### PROBLEM
According to the report on methadone and leukemia, in which journal was the laboratory study published?

A group of researchers in Germany have found that an agent used to break addiction to opioid drugs can help in combating leukemia cells.

Washington, Aug 2 : A group of researchers in Germany have found that an agent used to break addiction to opioid drugs can help in combating leukemia cells.

According to the research team, methadone has surprising killing power against leukemia cells, including treatment resistant forms of the cancer.

Their laboratory study, published in the August 1 issue of Cancer Research, a journal of the American Association for Cancer Research, suggests that methadone holds promise as a new therapy for leukemia, especially in patients whose cancer no longer responds to chemotherapy and radiation.

"Methadone kills sensitive leukemia cells and also breaks treatment resistance, but without any toxic effects on non-leukemic blood cells," said the study's senior author, Claudia Friesen, Ph.D., of the Institute of Legal Medicine at the University Ulm.

"We find this very exciting, because once conventional treatments have failed a patient, which occurs in old and also in young patients, they have no other options," Claudia said.

Methadone, developed in Germany in the 1930s, is a low cost agent that acts on opioid receptors, and thus is used as an opioid substitute to treat addiction. Scientists have found that opioid receptors also exist on the surface of some cancer cells for reasons that are not understood. One research group tested the agent in human lung cancer cell lines and found that it can induce cell death.

In this study, Friesen and her colleagues tested methadone in leukemia cells in laboratory culture because this cancer also expresses the opioid receptor.

They found that methadone was as effective as standard chemotherapies and radiation treatments against non-resistant leukemia cells, and that non-leukemic peripheral blood lymphocytes survived after methadone treatment.

To their surprise, they found that methadone also effectively killed leukemia that was resistant to multiple chemotherapies and to radiation.

Probing the mechanism of methadone's action, the researchers found that it activates the mitochondrial pathway within leukemia cells, which activates enzymes called caspases that prompt a cell into apoptosis, also known as programmed cell death.

Chemotherapy drugs use the same approach, but methadone activated caspases in sensitive leukemia cells, and also reversed deficient activation of caspases in resistant leukemia cells.

Records from a data source
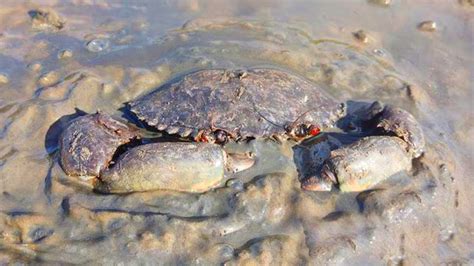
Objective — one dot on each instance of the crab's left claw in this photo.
(394, 120)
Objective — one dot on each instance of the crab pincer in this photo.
(89, 143)
(370, 160)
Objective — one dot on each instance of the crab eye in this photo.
(314, 130)
(221, 136)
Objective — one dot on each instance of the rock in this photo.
(98, 45)
(43, 19)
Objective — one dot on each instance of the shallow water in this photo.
(121, 51)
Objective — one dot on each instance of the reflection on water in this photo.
(108, 53)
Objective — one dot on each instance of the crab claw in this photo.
(178, 166)
(314, 183)
(366, 162)
(397, 121)
(89, 143)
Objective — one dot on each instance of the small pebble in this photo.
(361, 36)
(379, 52)
(35, 67)
(3, 79)
(427, 26)
(235, 184)
(65, 54)
(98, 45)
(48, 79)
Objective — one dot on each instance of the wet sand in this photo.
(100, 54)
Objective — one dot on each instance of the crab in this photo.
(209, 108)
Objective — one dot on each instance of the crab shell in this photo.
(253, 103)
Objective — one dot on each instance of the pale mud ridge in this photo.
(99, 54)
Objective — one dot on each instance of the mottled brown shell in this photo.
(252, 103)
(89, 143)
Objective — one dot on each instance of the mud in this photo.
(119, 52)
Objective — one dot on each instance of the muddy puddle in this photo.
(62, 59)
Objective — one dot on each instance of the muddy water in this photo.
(101, 54)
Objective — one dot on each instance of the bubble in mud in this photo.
(361, 36)
(64, 54)
(381, 2)
(235, 184)
(98, 45)
(427, 26)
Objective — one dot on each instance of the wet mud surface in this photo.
(62, 59)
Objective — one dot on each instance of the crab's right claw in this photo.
(314, 183)
(89, 143)
(237, 162)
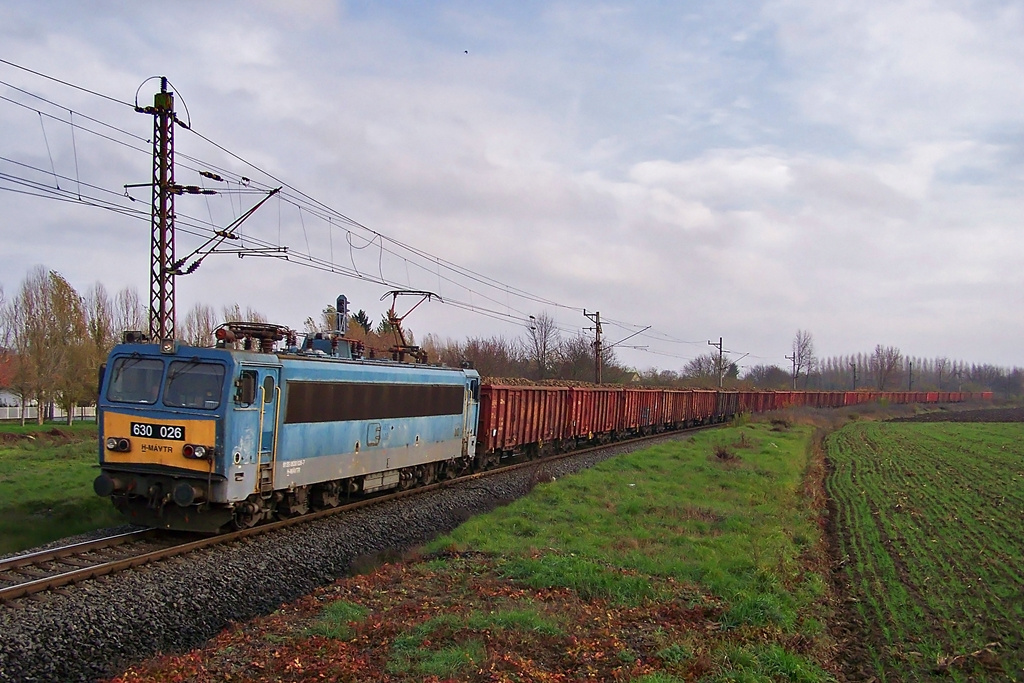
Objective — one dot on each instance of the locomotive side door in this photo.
(269, 395)
(470, 414)
(257, 414)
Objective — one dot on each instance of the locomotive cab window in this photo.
(194, 384)
(135, 380)
(246, 388)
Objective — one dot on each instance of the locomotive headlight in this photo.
(196, 452)
(118, 444)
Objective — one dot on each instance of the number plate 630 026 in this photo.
(146, 430)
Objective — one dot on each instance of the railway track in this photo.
(35, 572)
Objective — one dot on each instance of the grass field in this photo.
(930, 521)
(698, 559)
(46, 478)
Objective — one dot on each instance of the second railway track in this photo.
(54, 567)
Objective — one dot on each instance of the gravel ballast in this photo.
(95, 629)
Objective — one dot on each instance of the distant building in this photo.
(7, 395)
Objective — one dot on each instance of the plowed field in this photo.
(929, 532)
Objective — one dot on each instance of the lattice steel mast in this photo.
(162, 269)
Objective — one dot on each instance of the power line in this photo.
(496, 294)
(70, 85)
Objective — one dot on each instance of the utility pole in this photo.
(721, 370)
(163, 265)
(596, 319)
(162, 242)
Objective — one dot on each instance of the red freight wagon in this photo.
(705, 402)
(512, 416)
(726, 406)
(643, 409)
(679, 406)
(593, 412)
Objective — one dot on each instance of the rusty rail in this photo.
(72, 555)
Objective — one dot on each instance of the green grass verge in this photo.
(46, 478)
(931, 520)
(723, 513)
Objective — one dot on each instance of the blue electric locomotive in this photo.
(206, 438)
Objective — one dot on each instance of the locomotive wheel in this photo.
(249, 513)
(327, 496)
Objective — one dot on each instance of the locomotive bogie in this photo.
(255, 435)
(200, 438)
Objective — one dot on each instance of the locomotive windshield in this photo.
(135, 380)
(194, 384)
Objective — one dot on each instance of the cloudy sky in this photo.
(735, 169)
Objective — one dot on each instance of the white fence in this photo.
(32, 412)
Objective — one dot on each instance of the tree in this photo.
(884, 364)
(198, 326)
(708, 368)
(74, 360)
(574, 358)
(128, 311)
(542, 343)
(99, 321)
(803, 356)
(768, 377)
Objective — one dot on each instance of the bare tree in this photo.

### EXPECTED ANSWER
Cancer Research, in its August 1 issue.